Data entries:
**********

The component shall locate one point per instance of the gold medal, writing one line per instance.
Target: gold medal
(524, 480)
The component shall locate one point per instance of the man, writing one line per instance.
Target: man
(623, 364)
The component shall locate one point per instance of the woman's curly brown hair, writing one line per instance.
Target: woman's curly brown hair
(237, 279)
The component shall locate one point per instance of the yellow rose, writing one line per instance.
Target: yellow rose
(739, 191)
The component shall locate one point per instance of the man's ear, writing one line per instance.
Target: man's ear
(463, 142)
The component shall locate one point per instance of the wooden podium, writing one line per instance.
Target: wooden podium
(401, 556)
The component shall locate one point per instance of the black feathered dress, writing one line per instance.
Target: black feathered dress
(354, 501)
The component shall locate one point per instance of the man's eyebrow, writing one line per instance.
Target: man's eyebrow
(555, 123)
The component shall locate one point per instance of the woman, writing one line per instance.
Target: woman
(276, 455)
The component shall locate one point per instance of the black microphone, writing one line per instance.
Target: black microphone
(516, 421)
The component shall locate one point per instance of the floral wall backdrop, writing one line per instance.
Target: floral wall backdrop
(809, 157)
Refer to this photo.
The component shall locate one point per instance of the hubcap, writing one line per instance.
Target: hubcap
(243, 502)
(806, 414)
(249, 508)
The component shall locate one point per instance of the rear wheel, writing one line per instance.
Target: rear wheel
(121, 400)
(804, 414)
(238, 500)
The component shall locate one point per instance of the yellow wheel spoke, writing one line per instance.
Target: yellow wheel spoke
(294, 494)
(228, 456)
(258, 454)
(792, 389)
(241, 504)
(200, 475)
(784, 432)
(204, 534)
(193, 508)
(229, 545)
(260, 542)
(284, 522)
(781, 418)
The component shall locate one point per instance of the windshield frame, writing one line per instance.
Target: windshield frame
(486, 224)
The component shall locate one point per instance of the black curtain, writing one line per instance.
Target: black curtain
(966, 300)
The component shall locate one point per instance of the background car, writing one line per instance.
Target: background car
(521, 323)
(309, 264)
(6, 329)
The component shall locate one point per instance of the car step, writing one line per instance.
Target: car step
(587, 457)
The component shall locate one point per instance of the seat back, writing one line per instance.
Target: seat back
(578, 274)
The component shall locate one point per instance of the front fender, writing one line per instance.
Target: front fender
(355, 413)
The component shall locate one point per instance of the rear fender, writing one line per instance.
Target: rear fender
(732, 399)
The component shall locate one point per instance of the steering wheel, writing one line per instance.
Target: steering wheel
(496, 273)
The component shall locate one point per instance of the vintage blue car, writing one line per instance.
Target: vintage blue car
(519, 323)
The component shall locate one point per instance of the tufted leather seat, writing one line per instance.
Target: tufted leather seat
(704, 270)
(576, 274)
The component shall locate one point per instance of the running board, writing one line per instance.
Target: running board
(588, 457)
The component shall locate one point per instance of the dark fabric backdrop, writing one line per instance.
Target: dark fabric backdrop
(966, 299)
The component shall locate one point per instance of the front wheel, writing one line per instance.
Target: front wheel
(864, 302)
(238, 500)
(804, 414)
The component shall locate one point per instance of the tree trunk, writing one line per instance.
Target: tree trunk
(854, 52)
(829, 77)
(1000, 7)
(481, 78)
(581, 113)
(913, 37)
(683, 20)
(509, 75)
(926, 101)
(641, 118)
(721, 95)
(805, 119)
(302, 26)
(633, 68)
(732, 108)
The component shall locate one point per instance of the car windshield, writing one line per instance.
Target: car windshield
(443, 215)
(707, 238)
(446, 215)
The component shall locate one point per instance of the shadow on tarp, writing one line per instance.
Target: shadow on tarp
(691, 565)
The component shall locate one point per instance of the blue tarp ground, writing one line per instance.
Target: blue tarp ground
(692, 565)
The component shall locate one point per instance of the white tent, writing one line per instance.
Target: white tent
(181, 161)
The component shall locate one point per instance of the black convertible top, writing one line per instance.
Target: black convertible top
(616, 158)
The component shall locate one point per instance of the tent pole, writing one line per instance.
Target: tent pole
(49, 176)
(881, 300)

**********

Put the lines of the data entries into a JSON list of strings, one string per line, leaving out blank lines.

[
  "The component shall locate one point per instance of the gold medal, writing one line per instance.",
  "Target: gold medal",
  "(524, 480)",
  "The component shall locate one point per instance of the man, writing one line per instance.",
  "Target: man",
  "(623, 364)",
  "The component shall locate one point per instance of the woman's curly brown hair, writing one line per instance.",
  "Target: woman's curly brown hair",
  "(237, 279)",
  "The component shall locate one point per instance of the yellow rose, writing one line per instance.",
  "Target: yellow rose",
  "(739, 191)",
  "The component shall locate one point per instance of the man's ear, writing one line per instance.",
  "Target: man's ear",
  "(463, 142)",
  "The component shall locate one point per instance of the wooden podium, writing one line per instance.",
  "Target: wooden podium",
  "(401, 556)",
  "The component shall locate one point per instance of the black feathered dress, writing one line per instance.",
  "Target: black feathered dress",
  "(354, 501)",
  "The component shall locate one point per instance of the man's eyebrow, writing one line per instance.",
  "Target: man's eyebrow",
  "(555, 123)",
  "The component shall locate one point per instance of the woman, writing one line per instance.",
  "Target: woman",
  "(276, 455)",
  "The component shall locate one point per instance of the black microphone, writing one line per instance.",
  "Target: black microphone",
  "(516, 421)",
  "The component shall locate one point per instance of the floral wall backdrop, writing one line per instance.",
  "Target: floral wall backdrop",
  "(809, 157)",
  "Refer to this photo.",
  "The component shall locate one point per instance of the hubcap, writing one line per instance.",
  "Target: hubcap",
  "(243, 502)",
  "(806, 414)",
  "(249, 508)",
  "The component shall locate one point per instance of the rear wheel, writing one line per instance.",
  "Target: rear wheel",
  "(121, 400)",
  "(804, 414)",
  "(238, 500)",
  "The component shall locate one point per instance of the yellow wheel spoke, writing one line per instance.",
  "Target: yellow wheel spoke",
  "(294, 494)",
  "(228, 456)",
  "(258, 454)",
  "(792, 389)",
  "(241, 504)",
  "(200, 475)",
  "(784, 432)",
  "(204, 534)",
  "(193, 508)",
  "(229, 545)",
  "(260, 542)",
  "(284, 522)",
  "(781, 418)",
  "The component shall locate one point per instance of the windshield frame, writing one line per instance.",
  "Target: windshield frame",
  "(486, 224)",
  "The component shall locate one point per instance of the black curtain, writing one line per instance.",
  "Target: black curtain",
  "(966, 300)",
  "The component shall locate one point per instance of the background car, writing one line per instance.",
  "Target: background car",
  "(521, 323)",
  "(309, 264)",
  "(6, 329)",
  "The component shall locate one point per instance of the car step, writing one line per instance.",
  "Target: car step",
  "(587, 457)",
  "The component shall locate one point per instance of the seat back, writing one line per instance.",
  "Target: seat back",
  "(578, 274)",
  "The component shall locate one point per instance of the front fender, writing one line per instance.",
  "Target: front fender",
  "(355, 413)",
  "The component shall locate one point per instance of the rear fender, writing one line per instance.",
  "Target: rear fender",
  "(732, 399)",
  "The component shall locate one point per instance of the steering wheel, writing one line per instance.",
  "Target: steering wheel",
  "(496, 273)",
  "The component shall locate one point per instance of the vintage blue car, writing one line per instance.",
  "Target: vintage blue car",
  "(519, 323)",
  "The component shall locate one point per instance of the tufted leather seat, writing one line per instance.",
  "Target: tufted leather seat",
  "(704, 270)",
  "(576, 274)",
  "The component shall locate one point per instance of the running board, writing one line per instance.",
  "Target: running board",
  "(588, 457)",
  "The component shall locate one point per instance of the dark fabric backdrop, writing one line per instance.",
  "Target: dark fabric backdrop",
  "(966, 299)",
  "The component shall locate one point per instance of the front wheel, writing one line per instance.",
  "Target: front wheel",
  "(864, 302)",
  "(238, 500)",
  "(804, 414)",
  "The component shall locate one point per instance of the tree trunk, writing one line per instance.",
  "Target: tree trunk",
  "(854, 52)",
  "(829, 77)",
  "(1000, 7)",
  "(481, 78)",
  "(581, 113)",
  "(913, 37)",
  "(683, 20)",
  "(509, 75)",
  "(926, 101)",
  "(641, 118)",
  "(721, 95)",
  "(805, 119)",
  "(302, 26)",
  "(633, 68)",
  "(732, 108)",
  "The component shall locate one point per instance of the car windshield, writing one line per instance.",
  "Target: car windshield",
  "(443, 215)",
  "(707, 238)",
  "(446, 215)",
  "The component shall locate one point per instance of the shadow on tarp, writing one line per instance.",
  "Target: shadow on tarp",
  "(691, 565)",
  "The component shall locate one point per instance of the blue tarp ground, writing one line per instance.",
  "Target: blue tarp ground",
  "(692, 565)",
  "The component shall locate one point per instance of the white tent, writing one line per instance.",
  "Target: white tent",
  "(181, 161)",
  "The component shall locate one point per instance of the black convertible top, writing one line per instance.",
  "Target: black convertible top",
  "(616, 158)",
  "The component shall locate one point per instance of the tent pole, writing one line per instance.",
  "Target: tent pole",
  "(49, 176)",
  "(881, 300)"
]